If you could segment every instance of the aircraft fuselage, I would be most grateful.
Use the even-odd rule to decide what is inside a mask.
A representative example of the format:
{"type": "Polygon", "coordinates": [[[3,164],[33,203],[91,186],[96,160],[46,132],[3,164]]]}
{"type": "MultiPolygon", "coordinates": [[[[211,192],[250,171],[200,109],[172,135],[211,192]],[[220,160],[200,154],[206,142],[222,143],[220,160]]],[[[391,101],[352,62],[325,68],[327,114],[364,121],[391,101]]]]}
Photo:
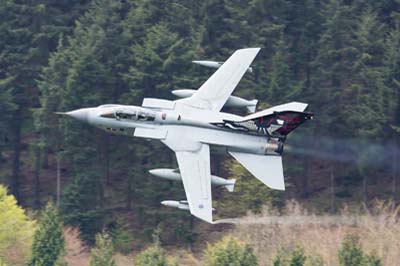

→ Exercise aim: Reproduce the records above word for word, leaving out the pictures.

→ Task result:
If you could segment every instance of the aircraft fuselage, I would be most grateful.
Use the even-odd rule to decide what is inside a mask.
A representative example of the format:
{"type": "Polygon", "coordinates": [[[3,164],[33,203],[91,186],[96,160],[46,132],[3,164]]]}
{"type": "MultiPolygon", "coordinates": [[[[211,192],[250,171],[200,109],[172,135],[211,192]],[[220,160],[200,154],[206,142],[222,143],[220,160]]],[[[391,101],[352,62],[325,68],[327,114],[364,121],[391,101]]]]}
Photo:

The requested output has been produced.